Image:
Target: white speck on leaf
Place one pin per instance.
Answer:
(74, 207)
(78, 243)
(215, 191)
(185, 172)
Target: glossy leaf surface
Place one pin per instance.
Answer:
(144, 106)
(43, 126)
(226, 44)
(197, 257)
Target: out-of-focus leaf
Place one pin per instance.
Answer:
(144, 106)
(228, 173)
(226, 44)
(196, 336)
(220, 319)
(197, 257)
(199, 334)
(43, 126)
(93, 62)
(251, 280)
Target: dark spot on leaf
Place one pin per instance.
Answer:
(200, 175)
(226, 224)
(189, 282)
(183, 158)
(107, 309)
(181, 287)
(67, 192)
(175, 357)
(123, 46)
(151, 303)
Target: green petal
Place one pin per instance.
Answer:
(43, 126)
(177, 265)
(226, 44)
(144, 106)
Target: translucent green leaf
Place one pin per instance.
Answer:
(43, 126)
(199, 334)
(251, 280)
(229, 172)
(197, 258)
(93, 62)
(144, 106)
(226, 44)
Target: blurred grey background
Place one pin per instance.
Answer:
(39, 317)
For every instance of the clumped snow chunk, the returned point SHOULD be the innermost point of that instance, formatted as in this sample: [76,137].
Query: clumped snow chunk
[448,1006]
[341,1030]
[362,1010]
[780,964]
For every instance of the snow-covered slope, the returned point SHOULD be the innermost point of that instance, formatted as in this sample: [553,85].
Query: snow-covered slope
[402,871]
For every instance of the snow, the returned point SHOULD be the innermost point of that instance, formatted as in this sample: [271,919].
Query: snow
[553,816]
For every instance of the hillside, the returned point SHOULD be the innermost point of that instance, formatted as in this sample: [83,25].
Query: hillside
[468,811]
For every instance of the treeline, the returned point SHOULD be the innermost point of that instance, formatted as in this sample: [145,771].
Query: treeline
****************
Objective: Retype the entries exactly, including every line.

Answer in full:
Image:
Target: white speck on leaf
Place one pin per instance.
Answer:
(74, 207)
(78, 243)
(215, 191)
(185, 172)
Target: glossy leaf surface
Place one pin per instance.
Answer:
(144, 106)
(43, 126)
(226, 44)
(197, 257)
Target: out-of-focus leaf
Place one pin per instance.
Answer:
(144, 106)
(228, 173)
(226, 44)
(196, 336)
(220, 319)
(197, 257)
(199, 334)
(43, 126)
(93, 62)
(251, 280)
Target: dark spot on leaf
Place one pin per instance.
Answer:
(200, 175)
(226, 224)
(189, 282)
(183, 158)
(107, 309)
(181, 287)
(67, 192)
(175, 357)
(123, 46)
(151, 303)
Target: green petal
Place one pin per instance.
Answer:
(43, 126)
(177, 265)
(226, 44)
(144, 106)
Target: translucent green leaf
Place one pin per instance.
Answer:
(43, 126)
(199, 334)
(251, 280)
(229, 172)
(197, 258)
(93, 62)
(144, 106)
(226, 44)
Target: blurred grey background
Place one pin per instance.
Answer:
(39, 317)
For every instance of the clumped snow chunk, the returned point SHOULD be the innermost point of that instance, formatted as in this sample: [76,137].
Query: clumped snow chunk
[448,1006]
[341,1030]
[362,1010]
[780,964]
For every instance of the snow-covered slope, the returned point SHOULD be the innermost point of that instance, formatted as in this sample: [553,85].
Query: snow-covered slope
[402,871]
For every instance of the snow, the returned point SHOULD be the innermost point of that instance, formatted as in this sample: [271,919].
Query: snow
[553,816]
For every instance of the hillside, the returned point SHOULD be the innermost point of that instance, formatted as in this sample: [83,25].
Query: hillside
[468,811]
For every instance of the treeline, the returned point SHOULD be the innermost point of that instance, formatted as in this sample: [145,771].
Query: treeline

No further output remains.